(Region pointing data)
"""
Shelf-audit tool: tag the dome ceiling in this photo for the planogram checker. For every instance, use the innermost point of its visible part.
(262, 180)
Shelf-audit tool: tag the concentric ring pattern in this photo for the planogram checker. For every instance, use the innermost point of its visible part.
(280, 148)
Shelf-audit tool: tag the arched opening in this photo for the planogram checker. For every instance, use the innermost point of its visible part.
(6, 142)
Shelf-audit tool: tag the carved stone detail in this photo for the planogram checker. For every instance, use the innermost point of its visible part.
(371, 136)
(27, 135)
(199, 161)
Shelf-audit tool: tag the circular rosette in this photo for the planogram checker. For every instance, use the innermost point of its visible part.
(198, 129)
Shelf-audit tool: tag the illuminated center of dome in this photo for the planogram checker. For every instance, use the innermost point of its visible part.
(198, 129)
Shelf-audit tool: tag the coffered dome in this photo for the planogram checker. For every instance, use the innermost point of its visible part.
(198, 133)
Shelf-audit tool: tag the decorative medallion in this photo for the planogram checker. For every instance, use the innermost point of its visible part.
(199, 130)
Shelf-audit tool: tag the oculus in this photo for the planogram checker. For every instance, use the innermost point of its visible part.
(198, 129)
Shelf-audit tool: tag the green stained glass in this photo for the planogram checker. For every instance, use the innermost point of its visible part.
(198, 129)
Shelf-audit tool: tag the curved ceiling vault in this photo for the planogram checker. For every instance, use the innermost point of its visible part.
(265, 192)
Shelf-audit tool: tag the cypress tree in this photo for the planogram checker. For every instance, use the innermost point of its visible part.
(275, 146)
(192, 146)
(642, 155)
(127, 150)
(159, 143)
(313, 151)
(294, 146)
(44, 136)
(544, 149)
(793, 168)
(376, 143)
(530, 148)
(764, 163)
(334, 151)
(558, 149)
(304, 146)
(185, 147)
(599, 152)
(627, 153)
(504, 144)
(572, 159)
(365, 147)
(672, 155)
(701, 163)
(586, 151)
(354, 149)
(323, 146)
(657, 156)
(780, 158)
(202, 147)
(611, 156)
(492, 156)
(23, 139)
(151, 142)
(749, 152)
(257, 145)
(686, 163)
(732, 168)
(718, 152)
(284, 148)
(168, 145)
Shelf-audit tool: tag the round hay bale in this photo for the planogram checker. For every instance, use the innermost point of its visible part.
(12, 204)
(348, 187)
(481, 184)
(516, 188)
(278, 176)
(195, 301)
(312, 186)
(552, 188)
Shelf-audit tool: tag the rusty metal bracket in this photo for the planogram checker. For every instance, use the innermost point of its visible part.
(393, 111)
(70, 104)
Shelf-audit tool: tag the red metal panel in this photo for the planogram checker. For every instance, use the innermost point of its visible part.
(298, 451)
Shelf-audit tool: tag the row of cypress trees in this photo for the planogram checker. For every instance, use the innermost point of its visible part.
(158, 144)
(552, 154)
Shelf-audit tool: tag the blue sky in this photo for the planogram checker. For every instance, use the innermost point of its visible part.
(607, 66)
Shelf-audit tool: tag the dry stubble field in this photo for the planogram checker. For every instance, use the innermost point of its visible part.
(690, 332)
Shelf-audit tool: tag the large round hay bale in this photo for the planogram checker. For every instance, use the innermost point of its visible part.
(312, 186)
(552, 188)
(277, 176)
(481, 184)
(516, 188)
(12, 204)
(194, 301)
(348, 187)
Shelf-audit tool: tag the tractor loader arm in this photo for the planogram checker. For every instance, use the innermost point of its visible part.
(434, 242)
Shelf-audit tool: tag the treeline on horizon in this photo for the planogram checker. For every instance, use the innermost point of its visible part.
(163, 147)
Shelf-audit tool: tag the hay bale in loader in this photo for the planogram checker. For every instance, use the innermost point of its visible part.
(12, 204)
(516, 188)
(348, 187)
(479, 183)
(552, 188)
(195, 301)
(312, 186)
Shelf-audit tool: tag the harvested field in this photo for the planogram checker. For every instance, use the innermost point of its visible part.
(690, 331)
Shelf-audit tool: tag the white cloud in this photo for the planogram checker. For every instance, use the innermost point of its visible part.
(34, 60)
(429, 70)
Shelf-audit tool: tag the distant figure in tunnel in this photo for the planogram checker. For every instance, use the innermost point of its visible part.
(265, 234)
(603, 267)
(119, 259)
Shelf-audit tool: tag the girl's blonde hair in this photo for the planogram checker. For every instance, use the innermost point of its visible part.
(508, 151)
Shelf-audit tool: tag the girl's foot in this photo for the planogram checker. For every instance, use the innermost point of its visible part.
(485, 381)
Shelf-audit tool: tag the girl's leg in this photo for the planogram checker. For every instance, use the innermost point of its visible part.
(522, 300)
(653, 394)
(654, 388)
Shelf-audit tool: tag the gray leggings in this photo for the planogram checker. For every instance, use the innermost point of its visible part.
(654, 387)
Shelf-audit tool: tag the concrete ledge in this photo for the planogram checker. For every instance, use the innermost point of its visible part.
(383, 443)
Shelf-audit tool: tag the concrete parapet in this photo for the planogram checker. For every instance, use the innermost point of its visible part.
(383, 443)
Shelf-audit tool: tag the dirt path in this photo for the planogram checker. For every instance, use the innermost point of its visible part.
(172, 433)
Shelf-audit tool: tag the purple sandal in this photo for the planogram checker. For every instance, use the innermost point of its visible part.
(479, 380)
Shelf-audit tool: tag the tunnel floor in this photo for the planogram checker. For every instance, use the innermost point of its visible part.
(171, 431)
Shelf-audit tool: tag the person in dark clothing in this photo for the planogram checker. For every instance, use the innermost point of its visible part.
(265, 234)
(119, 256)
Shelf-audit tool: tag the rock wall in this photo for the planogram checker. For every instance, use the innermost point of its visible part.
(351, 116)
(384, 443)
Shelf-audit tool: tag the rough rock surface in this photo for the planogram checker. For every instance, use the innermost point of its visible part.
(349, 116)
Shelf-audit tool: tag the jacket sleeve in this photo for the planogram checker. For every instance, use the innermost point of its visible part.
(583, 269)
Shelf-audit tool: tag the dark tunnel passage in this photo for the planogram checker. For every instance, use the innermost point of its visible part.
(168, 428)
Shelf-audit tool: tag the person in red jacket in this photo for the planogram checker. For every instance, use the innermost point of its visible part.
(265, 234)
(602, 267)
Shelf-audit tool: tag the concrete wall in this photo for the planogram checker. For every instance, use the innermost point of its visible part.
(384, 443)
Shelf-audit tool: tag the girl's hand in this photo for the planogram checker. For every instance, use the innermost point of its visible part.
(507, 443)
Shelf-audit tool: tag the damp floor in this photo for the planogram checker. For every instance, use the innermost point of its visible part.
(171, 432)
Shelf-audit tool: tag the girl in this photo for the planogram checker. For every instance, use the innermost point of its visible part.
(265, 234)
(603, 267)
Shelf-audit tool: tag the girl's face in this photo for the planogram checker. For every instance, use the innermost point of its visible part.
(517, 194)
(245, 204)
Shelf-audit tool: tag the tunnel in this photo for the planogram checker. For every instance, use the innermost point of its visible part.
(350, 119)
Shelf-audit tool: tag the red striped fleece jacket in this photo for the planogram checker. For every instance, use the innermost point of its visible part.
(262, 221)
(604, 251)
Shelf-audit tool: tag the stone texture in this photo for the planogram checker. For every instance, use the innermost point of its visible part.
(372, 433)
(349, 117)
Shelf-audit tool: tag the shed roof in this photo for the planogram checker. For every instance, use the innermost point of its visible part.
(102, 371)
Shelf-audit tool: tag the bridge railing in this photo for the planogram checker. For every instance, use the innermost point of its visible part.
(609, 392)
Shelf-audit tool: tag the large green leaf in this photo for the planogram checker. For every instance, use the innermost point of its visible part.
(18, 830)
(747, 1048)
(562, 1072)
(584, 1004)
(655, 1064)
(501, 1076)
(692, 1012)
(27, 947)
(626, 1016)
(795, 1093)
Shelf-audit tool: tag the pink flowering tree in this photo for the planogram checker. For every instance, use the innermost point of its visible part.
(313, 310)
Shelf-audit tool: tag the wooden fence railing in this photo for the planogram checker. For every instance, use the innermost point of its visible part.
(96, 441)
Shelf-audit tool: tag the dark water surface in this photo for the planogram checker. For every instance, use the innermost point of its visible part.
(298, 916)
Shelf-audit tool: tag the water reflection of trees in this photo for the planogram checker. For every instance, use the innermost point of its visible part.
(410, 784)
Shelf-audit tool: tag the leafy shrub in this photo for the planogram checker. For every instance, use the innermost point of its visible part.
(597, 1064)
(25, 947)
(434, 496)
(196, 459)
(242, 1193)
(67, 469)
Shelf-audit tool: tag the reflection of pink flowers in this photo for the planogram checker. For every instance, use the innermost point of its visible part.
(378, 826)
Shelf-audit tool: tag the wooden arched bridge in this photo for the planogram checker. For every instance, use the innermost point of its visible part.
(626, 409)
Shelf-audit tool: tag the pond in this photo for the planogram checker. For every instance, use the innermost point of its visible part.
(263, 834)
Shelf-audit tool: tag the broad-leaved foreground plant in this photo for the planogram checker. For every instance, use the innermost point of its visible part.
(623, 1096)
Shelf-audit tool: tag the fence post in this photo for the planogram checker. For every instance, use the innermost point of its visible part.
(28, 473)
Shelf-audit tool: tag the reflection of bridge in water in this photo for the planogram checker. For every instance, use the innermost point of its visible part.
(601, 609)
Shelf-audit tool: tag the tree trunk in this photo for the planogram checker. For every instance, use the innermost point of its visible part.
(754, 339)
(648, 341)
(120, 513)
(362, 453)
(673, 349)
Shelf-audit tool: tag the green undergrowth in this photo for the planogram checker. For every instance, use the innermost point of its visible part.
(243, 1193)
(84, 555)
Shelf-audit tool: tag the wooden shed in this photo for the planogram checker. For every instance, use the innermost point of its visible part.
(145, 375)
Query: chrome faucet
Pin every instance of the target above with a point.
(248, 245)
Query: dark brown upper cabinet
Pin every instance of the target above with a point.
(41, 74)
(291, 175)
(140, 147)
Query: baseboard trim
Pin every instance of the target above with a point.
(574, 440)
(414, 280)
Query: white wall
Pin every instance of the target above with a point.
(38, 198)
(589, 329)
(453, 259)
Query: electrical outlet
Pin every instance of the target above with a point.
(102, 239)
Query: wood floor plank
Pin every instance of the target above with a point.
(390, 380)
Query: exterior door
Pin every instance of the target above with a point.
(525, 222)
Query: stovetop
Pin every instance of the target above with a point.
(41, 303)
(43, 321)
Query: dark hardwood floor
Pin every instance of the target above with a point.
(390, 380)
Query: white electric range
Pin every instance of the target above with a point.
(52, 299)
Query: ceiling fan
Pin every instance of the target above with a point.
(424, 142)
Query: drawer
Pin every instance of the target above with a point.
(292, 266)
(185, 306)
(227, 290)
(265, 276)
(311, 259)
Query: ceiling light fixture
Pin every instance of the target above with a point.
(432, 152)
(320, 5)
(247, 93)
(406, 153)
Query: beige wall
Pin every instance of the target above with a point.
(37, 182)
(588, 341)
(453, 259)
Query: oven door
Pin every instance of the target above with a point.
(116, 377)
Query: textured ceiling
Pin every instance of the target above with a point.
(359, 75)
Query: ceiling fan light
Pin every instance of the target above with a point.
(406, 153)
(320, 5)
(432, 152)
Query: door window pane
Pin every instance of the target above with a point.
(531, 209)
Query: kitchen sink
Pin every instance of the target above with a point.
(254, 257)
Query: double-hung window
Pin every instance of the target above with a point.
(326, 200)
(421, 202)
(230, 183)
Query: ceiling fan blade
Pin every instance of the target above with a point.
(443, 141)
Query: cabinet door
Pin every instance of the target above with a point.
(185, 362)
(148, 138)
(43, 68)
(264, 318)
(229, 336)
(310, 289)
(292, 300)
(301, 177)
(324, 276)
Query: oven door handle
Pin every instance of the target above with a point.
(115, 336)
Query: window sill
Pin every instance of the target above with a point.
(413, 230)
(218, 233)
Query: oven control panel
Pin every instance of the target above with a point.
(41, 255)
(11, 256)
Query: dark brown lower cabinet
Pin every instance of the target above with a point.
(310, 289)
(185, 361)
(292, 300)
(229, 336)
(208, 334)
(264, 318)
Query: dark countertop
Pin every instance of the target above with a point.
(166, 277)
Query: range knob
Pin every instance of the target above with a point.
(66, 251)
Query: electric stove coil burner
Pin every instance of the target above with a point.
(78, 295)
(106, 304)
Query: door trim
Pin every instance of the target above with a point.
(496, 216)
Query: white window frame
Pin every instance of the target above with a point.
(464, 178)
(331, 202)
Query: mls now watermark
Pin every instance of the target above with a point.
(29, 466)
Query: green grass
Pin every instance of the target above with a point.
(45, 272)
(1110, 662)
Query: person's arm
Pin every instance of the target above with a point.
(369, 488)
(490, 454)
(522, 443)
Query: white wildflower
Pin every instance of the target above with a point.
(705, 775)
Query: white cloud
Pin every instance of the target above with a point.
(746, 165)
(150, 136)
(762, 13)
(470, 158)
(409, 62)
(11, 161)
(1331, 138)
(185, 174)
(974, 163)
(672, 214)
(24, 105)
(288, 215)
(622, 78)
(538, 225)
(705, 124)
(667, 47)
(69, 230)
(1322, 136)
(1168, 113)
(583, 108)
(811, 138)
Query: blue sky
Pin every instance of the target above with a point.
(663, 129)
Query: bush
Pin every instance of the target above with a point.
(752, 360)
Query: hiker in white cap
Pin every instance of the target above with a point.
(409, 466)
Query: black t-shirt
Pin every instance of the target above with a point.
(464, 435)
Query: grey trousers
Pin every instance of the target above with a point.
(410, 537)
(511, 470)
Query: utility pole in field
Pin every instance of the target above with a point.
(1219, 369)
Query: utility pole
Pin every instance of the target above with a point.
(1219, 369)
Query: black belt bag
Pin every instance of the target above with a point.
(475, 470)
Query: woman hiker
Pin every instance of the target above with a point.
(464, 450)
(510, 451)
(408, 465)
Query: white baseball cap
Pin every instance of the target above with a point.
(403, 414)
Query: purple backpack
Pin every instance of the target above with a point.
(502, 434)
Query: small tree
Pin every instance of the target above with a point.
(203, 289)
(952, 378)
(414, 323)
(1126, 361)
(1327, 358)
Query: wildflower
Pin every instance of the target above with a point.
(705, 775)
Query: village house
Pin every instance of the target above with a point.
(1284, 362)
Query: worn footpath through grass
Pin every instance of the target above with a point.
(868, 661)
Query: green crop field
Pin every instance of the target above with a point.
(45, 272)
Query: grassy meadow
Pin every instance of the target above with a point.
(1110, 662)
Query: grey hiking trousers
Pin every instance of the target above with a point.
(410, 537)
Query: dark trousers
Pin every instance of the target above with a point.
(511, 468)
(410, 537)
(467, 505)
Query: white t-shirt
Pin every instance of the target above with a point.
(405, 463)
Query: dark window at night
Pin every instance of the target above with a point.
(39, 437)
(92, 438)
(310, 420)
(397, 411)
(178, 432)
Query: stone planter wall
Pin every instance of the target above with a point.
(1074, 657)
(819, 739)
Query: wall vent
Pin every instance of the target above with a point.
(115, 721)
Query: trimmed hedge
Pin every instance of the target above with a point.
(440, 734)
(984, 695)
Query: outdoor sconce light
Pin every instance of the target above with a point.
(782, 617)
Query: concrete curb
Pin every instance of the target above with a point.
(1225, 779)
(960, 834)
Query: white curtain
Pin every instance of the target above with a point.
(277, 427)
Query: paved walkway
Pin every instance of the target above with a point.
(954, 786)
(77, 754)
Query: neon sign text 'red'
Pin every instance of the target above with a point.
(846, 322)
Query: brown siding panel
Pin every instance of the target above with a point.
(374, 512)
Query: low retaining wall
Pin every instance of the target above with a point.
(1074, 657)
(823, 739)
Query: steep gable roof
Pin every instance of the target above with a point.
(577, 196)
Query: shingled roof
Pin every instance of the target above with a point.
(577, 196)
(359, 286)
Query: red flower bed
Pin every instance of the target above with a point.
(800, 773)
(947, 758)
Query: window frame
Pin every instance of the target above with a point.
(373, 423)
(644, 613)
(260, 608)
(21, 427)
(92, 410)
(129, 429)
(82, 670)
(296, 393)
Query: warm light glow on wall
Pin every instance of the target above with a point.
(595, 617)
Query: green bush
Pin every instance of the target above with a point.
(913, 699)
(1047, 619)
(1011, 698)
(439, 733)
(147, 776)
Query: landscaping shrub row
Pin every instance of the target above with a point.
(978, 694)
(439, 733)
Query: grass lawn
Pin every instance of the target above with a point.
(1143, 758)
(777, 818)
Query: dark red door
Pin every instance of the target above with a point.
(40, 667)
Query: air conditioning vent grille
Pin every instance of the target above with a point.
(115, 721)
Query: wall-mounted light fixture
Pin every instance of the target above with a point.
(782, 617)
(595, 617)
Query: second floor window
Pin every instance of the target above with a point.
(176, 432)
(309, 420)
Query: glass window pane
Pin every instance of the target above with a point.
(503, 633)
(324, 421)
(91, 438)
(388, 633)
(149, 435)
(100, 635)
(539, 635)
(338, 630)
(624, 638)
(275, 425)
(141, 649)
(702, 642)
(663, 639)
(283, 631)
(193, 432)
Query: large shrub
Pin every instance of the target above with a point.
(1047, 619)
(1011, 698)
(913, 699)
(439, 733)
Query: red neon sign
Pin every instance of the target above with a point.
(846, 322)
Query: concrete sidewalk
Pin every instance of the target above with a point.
"""
> [WHAT NEEDS TO BE DONE] Write out, word for word, every line from the one containing "Query: warm light glow on wall" through the last line of the records above.

> [YOUR RESPONSE]
Query: warm light glow on wall
Pin every instance of the target above with a point.
(595, 617)
Query: green bush
Pin every instance of the target above with a point.
(913, 699)
(1047, 619)
(1011, 698)
(439, 733)
(147, 776)
Query: landscaping shrub row
Pin every instance of the target above with a point.
(978, 694)
(439, 733)
Query: grass lawn
Pin every instance of the target above with a point.
(1143, 758)
(777, 818)
Query: dark red door
Pin every instance of the target above with a point.
(40, 667)
Query: air conditioning vent grille
Pin every instance of the target above with a point.
(115, 721)
Query: wall-mounted light fixture
Pin every instance of the target above with a point.
(782, 617)
(595, 617)
Query: second floor window
Pin every instance of the target above with a point.
(176, 432)
(309, 420)
Query: glass window pane
Pin every instance of the target above with a point.
(503, 633)
(324, 421)
(91, 438)
(388, 633)
(149, 435)
(100, 635)
(539, 635)
(338, 630)
(624, 638)
(275, 425)
(141, 649)
(702, 642)
(663, 639)
(283, 631)
(193, 432)
Query: large shrub
Pin every instance of the target above with a point.
(1047, 619)
(1011, 698)
(913, 699)
(439, 733)
Query: red neon sign
Pin every instance of the target above with a point.
(846, 322)
Query: concrete sidewalk
Pin every instance of the target above with a point.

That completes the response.